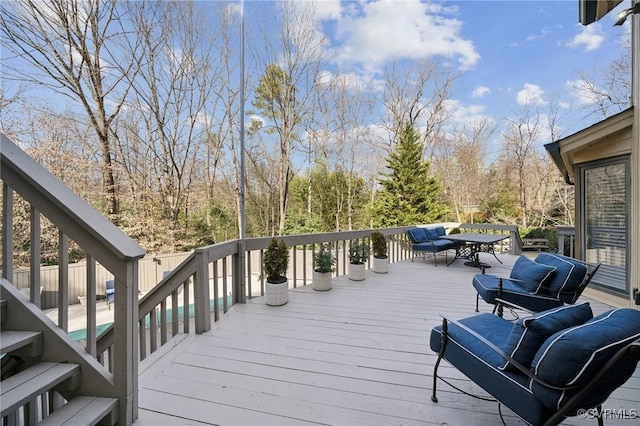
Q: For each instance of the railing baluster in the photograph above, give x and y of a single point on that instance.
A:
(295, 266)
(186, 311)
(174, 312)
(153, 331)
(216, 295)
(7, 237)
(63, 281)
(163, 321)
(36, 255)
(142, 338)
(248, 281)
(91, 306)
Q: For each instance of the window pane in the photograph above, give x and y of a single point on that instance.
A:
(606, 222)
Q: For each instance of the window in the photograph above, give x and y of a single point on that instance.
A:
(605, 195)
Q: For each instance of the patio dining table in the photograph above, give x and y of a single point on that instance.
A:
(473, 243)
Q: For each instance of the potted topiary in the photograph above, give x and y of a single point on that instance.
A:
(380, 258)
(358, 255)
(323, 262)
(276, 262)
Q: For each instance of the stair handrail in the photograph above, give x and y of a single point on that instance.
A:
(99, 238)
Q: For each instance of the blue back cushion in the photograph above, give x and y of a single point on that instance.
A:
(568, 276)
(532, 274)
(528, 334)
(431, 233)
(572, 356)
(417, 235)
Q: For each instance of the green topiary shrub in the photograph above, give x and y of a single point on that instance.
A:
(379, 244)
(276, 261)
(323, 261)
(358, 253)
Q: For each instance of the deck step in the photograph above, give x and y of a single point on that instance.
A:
(13, 340)
(26, 385)
(3, 311)
(84, 411)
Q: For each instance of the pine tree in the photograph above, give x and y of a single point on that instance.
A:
(409, 195)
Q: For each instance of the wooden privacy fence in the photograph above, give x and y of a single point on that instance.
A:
(151, 270)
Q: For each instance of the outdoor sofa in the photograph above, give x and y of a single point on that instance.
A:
(557, 363)
(549, 281)
(429, 240)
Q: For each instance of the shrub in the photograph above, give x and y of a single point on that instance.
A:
(358, 253)
(323, 261)
(276, 261)
(379, 244)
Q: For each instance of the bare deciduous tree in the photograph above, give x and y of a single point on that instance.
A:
(73, 48)
(293, 61)
(417, 96)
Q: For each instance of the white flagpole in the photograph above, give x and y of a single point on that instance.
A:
(241, 297)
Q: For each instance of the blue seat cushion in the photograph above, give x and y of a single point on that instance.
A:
(532, 274)
(528, 334)
(512, 291)
(431, 234)
(573, 356)
(417, 235)
(480, 364)
(569, 274)
(433, 246)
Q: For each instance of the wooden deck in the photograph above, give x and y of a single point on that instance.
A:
(356, 355)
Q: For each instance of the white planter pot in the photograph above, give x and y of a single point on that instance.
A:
(321, 281)
(356, 271)
(276, 294)
(381, 265)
****************************************
WHAT YOU NEED TO DO:
Look through the entries above; copy every line holding the string "blue".

SOLUTION TO THE PROBLEM:
Q: For each instance of the blue back cushion in the photograph above, give x and y of a single point on that instance.
Q: For each instance of the blue seat cushion in the photograph above, give x and y of a single point on that instance.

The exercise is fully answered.